Tuesday, December 18, 2018

Market Garden Was an Operation Too Far

The Battle of Arnhem: The Deadliest Airborne Operation of World War II.
Antony Beevor. Viking Press. 480 pages. $35

By Col. Cole C. Kingseed, U.S. Army retired

Operation Market Garden, British Field Marshal Bernard L. Montgomery’s ill-fated attempt to end the European war in the fall of 1944, was the largest Allied airborne operation of World War II. The audacious plan called for the capture of a series of bridges leading to the Lower Rhine. Cornelius Ryan’s A Bridge Too Far has long since been the standard examination of this campaign, but on the eve of Market Garden’s 75th anniversary, British author Antony Beevor brings his considerable literary talents to examine the battle for “a bridge too far.”

Beevor is the internationally acclaimed best-selling author of 10 books on World War II, including D-Day: The Battle for Normandy; Stalingrad: The Fateful Siege: 1942–1943; The Fall of Berlin 1945; and Ardennes 1944: The Battle of the Bulge. The recipient of the 2014 Pritzker Military Museum & Library Literature Award for Lifetime Achievement in Military Writing, Beevor was even knighted by Queen Elizabeth II. What separates Beevor’s account from Ryan’s is Beevor’s detailed description of the campaign’s aftermath and his willingness to affix accountability for the Allied failure.

Beevor’s narrative relies extensively on the international accounts of the campaign’s participants and Ryan’s private papers housed in the Alden Library at Ohio University. Beevor’s study spans the time Montgomery conceived the operation through the paratroop drop on Sept. 17, 1944, to the evacuation of the British 1st Airborne Division eight days later. In the process, Beevor avoids the pitfall of many military historians who view World War II through nationalistic eyes. Indeed, Beevor chastises virtually every senior commander in the Allied camp.

■ Exercise ■
In the review, where are Cornelius Ryan's private papers housed?

■ Supplied data ■
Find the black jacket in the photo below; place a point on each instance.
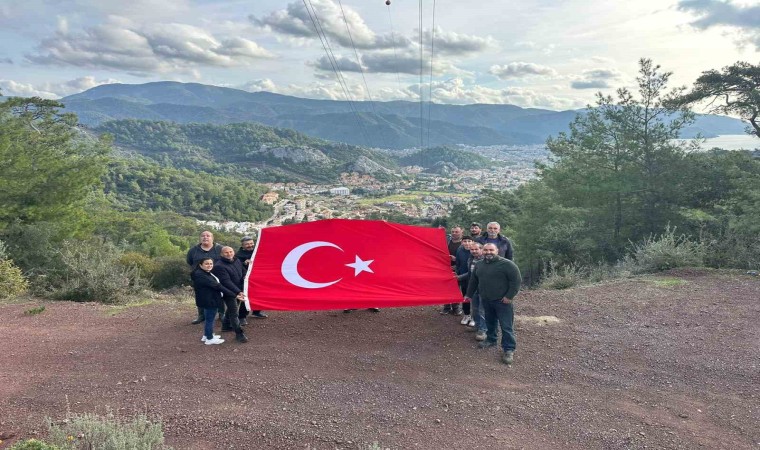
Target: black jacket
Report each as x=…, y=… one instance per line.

■ Answer to the problem ■
In the Alden Library at Ohio University.